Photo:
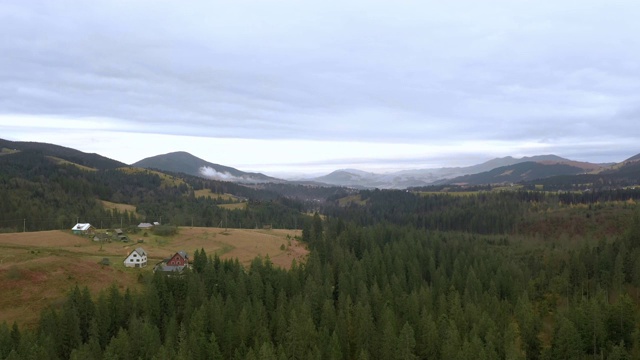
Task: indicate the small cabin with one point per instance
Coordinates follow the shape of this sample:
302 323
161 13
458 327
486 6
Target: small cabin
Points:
137 258
81 228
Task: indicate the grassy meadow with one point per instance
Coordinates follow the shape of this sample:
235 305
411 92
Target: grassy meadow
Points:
37 269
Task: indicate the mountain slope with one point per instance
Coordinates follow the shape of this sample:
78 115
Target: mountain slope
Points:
183 162
423 177
94 161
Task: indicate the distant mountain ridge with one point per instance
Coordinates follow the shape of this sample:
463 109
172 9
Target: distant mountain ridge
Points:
424 177
74 156
183 162
525 171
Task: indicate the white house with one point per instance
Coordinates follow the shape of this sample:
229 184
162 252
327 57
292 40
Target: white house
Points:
137 258
81 228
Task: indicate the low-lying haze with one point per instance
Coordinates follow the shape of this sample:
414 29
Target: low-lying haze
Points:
312 86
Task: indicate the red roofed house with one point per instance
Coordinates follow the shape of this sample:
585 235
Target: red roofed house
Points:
177 263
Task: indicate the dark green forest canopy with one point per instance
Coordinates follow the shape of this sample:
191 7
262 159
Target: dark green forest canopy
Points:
377 292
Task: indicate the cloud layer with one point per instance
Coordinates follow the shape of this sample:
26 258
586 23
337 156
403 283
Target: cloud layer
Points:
463 74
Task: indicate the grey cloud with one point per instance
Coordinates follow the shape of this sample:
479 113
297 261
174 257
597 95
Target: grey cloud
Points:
365 70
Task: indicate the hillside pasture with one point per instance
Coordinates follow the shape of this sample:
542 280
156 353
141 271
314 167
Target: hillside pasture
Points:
37 269
234 206
117 206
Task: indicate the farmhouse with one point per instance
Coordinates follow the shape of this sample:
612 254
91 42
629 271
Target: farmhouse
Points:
137 258
178 262
81 228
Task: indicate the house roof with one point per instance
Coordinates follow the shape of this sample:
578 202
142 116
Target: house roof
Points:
81 227
170 268
140 251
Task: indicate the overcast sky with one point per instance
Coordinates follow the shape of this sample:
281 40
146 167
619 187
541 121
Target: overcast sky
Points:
314 86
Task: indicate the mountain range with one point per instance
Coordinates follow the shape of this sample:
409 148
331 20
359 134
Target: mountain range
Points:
496 171
183 162
535 167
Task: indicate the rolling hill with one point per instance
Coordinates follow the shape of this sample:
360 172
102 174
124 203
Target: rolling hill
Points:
93 161
183 162
526 171
424 177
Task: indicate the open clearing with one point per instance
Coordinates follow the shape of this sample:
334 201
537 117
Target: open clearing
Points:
37 269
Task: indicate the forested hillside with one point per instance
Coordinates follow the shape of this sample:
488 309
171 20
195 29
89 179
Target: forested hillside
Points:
378 292
40 193
480 273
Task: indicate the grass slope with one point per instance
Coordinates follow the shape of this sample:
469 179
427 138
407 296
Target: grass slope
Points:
37 269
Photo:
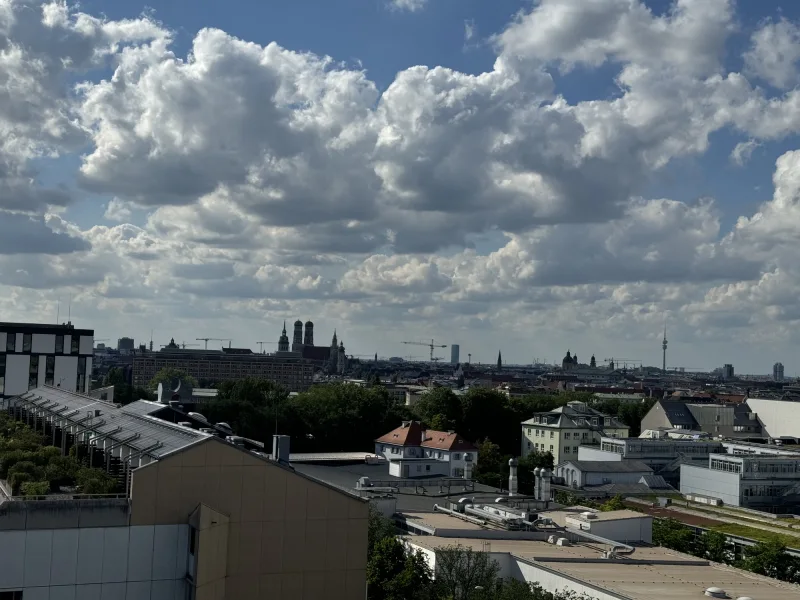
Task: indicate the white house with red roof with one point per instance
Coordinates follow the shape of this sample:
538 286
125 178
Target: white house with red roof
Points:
414 451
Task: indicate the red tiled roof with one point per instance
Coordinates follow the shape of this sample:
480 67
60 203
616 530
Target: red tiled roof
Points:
410 434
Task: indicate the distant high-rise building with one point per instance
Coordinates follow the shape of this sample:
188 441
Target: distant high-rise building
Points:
727 372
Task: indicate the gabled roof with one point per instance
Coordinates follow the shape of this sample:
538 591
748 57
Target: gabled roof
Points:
411 433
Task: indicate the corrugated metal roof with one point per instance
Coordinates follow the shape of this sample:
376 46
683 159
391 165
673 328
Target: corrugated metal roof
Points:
120 423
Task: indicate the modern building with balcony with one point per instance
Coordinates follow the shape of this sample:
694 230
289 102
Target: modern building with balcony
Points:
33 355
664 456
768 483
563 430
200 518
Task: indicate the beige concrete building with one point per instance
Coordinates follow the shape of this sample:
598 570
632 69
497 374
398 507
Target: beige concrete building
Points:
212 366
203 519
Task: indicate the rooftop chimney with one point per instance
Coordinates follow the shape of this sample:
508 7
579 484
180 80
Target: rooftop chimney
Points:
280 448
512 477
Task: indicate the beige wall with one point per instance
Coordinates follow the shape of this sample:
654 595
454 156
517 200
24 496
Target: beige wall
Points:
289 538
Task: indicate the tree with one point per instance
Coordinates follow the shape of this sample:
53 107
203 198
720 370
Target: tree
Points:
443 402
492 466
771 559
485 414
714 546
35 488
461 571
167 375
396 574
250 406
378 528
673 535
95 481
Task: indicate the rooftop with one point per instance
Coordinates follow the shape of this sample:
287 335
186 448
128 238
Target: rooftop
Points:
651 572
609 466
132 425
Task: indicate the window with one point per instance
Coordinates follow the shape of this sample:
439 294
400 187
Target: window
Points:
81 383
33 372
49 369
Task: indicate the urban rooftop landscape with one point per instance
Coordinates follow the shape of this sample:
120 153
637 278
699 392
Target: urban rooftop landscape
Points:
399 299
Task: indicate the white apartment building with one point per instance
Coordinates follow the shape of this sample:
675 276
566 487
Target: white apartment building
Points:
413 451
33 355
562 430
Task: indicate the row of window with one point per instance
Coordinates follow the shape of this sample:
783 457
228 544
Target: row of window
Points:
27 343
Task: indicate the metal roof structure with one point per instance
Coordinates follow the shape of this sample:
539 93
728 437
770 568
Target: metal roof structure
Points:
132 425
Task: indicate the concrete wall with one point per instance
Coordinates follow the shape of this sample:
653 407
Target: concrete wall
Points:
717 484
594 453
289 537
624 530
115 563
779 418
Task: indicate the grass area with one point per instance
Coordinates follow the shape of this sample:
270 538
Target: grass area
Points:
757 534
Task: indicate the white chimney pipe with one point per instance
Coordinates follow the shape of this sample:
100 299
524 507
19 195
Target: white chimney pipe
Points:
512 477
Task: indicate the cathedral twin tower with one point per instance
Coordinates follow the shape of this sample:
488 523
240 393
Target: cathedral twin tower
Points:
299 341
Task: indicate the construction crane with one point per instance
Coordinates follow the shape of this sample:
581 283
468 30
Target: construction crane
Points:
432 345
206 340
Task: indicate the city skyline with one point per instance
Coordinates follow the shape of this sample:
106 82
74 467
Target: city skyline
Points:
559 179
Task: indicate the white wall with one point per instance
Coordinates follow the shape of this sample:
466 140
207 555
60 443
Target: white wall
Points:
111 563
592 453
86 345
43 343
717 484
780 418
66 372
17 366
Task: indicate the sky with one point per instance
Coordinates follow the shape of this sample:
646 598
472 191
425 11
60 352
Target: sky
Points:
515 176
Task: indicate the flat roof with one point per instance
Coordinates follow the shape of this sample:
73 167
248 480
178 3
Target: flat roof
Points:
132 424
640 577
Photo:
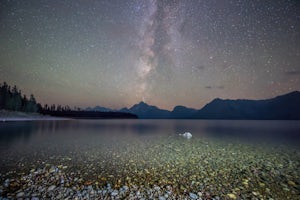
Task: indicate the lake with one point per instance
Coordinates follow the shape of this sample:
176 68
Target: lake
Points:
148 159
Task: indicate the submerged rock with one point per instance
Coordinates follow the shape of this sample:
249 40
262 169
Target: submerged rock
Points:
186 135
193 196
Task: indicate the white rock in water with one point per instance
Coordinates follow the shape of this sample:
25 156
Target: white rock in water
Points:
186 135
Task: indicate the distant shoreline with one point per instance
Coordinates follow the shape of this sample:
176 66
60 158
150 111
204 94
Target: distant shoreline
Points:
8 116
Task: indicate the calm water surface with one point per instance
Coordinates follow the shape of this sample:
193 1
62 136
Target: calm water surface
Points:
223 157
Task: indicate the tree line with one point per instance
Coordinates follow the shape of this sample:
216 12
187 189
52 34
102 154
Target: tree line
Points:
11 98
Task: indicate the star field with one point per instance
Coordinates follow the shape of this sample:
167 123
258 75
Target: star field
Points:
116 53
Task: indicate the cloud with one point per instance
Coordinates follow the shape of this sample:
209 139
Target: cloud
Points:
292 72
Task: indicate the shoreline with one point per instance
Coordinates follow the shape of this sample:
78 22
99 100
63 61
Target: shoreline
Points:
9 116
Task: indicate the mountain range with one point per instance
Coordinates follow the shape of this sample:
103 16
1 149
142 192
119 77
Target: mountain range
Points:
284 107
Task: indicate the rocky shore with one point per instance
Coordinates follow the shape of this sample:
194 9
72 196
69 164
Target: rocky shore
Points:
170 169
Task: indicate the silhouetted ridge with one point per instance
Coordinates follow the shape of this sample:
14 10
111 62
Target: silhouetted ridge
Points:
281 107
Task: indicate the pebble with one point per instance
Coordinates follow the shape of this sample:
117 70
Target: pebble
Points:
193 196
20 194
231 196
52 187
114 193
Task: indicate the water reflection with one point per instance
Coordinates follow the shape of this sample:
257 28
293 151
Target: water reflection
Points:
251 131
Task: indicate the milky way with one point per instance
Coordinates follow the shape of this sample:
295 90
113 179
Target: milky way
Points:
166 53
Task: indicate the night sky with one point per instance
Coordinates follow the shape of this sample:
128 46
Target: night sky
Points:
116 53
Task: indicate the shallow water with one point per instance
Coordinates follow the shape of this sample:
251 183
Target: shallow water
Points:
224 159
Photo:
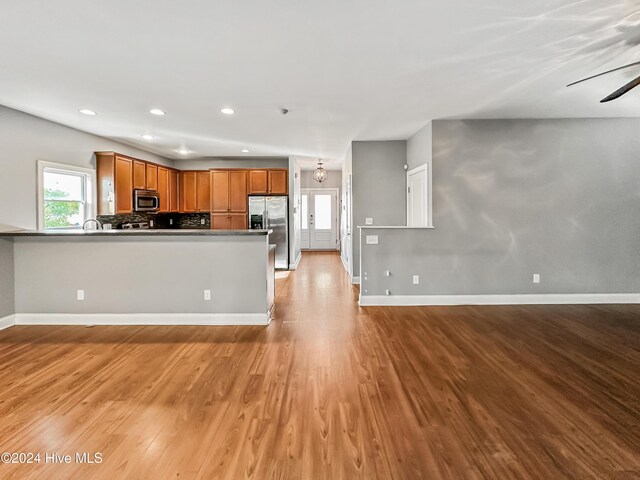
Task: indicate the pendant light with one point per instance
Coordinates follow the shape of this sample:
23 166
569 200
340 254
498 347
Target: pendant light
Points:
320 174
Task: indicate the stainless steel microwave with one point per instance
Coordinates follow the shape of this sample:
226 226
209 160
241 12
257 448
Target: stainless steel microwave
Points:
146 201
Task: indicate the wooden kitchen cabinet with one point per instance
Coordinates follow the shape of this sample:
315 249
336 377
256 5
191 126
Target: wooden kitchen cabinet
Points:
278 184
229 199
163 188
203 191
258 180
115 183
238 191
188 191
229 221
152 176
174 203
219 191
139 175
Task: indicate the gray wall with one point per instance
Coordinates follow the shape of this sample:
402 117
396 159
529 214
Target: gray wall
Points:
141 274
206 163
347 232
378 186
516 197
26 139
334 180
295 214
7 293
419 147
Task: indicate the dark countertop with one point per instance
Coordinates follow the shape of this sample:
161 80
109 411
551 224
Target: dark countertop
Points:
174 232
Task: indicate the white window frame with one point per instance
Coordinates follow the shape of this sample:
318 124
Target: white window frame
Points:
89 176
428 197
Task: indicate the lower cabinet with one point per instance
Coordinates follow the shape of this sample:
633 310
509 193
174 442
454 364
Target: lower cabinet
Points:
229 221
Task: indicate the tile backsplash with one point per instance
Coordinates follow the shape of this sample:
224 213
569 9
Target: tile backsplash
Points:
160 220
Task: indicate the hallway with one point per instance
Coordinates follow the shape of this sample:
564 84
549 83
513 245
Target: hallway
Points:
332 391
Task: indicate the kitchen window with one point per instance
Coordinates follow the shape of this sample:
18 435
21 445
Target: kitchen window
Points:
65 195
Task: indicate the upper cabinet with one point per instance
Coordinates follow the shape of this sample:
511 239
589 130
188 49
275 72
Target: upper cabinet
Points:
163 188
229 191
115 183
195 191
188 195
152 176
238 191
174 196
203 191
217 191
268 182
258 182
139 175
278 184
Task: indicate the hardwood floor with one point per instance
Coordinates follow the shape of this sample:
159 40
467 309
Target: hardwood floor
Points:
332 391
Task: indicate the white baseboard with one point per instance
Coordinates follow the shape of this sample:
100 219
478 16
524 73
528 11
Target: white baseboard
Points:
8 321
524 299
293 266
142 319
344 264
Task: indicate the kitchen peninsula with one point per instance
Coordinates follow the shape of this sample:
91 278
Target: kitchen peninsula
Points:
143 277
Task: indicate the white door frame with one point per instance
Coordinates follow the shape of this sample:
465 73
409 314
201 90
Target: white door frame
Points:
426 167
306 191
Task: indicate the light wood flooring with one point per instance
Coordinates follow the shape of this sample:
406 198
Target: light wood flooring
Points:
332 391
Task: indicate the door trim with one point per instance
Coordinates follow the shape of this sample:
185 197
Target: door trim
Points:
335 190
426 167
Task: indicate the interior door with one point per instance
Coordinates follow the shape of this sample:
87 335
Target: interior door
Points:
417 214
304 218
322 219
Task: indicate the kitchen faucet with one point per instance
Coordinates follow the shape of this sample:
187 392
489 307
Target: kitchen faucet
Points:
98 224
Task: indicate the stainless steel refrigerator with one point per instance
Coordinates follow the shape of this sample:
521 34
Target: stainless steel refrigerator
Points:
272 213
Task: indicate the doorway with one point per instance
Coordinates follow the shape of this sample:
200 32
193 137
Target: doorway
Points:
319 215
418 197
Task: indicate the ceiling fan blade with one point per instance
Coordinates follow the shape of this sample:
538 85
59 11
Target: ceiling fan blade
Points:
604 73
621 91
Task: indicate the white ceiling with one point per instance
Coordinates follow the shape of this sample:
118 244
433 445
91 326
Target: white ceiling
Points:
346 69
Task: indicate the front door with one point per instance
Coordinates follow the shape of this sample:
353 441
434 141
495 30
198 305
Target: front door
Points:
319 219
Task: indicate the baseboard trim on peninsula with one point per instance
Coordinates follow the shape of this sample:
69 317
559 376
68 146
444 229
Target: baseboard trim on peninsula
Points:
525 299
8 321
142 319
293 266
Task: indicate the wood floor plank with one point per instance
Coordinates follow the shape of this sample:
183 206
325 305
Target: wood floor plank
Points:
332 390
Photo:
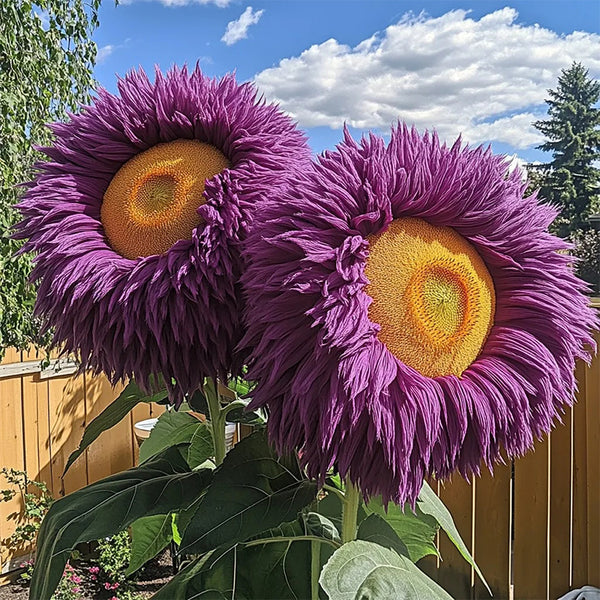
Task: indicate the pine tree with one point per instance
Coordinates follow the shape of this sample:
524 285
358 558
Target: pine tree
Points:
572 131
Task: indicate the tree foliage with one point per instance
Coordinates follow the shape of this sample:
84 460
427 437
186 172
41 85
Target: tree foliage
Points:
572 131
46 62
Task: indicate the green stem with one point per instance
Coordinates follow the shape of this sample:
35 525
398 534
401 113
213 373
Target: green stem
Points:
217 421
232 406
315 567
336 491
295 538
350 512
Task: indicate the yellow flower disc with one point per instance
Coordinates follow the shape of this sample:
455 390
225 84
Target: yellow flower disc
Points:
153 199
433 296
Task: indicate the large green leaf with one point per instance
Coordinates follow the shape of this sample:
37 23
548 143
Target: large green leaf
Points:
416 530
106 507
365 571
172 428
269 571
201 446
377 530
210 577
149 535
430 504
128 399
252 491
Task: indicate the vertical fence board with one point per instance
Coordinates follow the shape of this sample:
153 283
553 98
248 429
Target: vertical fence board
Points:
531 519
579 558
592 417
36 403
560 509
455 573
67 408
493 531
11 447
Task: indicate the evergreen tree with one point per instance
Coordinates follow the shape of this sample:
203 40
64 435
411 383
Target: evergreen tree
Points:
572 131
46 62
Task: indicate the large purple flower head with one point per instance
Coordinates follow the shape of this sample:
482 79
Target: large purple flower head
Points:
410 314
137 218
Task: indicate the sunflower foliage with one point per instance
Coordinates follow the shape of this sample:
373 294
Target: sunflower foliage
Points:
46 62
253 527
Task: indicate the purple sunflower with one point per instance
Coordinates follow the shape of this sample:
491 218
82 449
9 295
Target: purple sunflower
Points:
410 314
137 217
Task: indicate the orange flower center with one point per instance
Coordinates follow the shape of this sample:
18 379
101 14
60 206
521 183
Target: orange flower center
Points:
433 296
152 201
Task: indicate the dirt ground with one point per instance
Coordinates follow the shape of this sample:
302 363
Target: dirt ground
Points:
156 574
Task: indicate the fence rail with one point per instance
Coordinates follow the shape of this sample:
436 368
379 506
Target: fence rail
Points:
534 527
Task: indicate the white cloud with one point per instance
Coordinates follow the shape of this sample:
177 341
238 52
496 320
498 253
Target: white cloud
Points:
238 30
486 78
176 3
104 52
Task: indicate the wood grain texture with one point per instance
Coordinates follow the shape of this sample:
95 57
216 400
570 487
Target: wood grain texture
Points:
531 524
493 531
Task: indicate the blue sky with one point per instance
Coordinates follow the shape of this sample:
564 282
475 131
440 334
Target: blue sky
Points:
478 68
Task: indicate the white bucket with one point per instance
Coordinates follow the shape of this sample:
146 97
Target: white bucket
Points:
143 428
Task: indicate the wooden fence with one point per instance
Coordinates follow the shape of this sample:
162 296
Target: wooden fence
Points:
42 418
534 527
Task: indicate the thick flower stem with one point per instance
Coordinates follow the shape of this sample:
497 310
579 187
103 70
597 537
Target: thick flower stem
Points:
350 512
217 419
315 567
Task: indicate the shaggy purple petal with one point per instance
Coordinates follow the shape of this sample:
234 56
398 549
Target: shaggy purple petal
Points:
334 391
175 315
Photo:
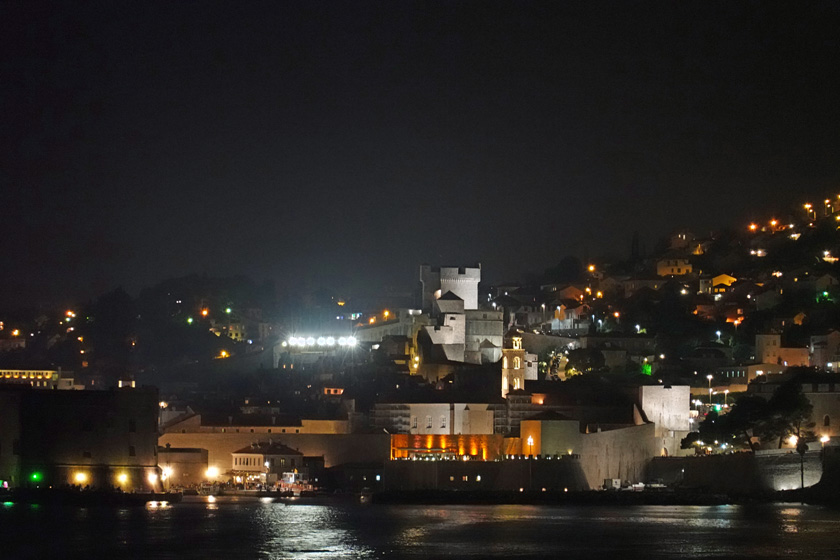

_____

[Exercise directions]: Return only the part of the records above that opens with the line containing "Task: indicate the row" and closes with the line containing "Target: construction crane", ends included.

[Solution to this task]:
Task: indicate the row of window with one point per instance
Coordinates follow the shape of this sample:
783 457
228 544
Target: row of window
Points:
27 343
Task: indicate the metal roof structure with one point per instance
Coordinates follow the shape of this sample:
539 93
728 437
770 568
Target: metal roof structure
Points:
132 425
Task: indicate the concrete wall with one point per instance
Coordinates follow the shape of this sample:
653 407
Target: concrete wall
Points:
717 484
594 453
289 537
624 530
115 563
779 418
Task: indicate the grass area with one point per instance
Coordinates follow the shape of this sample:
270 538
Target: grass area
Points:
757 534
Task: indicate the white chimney pipe with one point per instance
Coordinates follow the shape of this sample:
100 299
524 507
19 195
Target: white chimney pipe
Points:
512 477
Task: indicate the cathedral twin tower with one point per instance
Coordinates follow the shape of this sample:
488 523
240 393
Target: cathedral twin tower
Points:
299 341
Task: indicate the construction crane with one point per instance
Coordinates follow the shape of this sample:
581 283
468 30
Target: construction crane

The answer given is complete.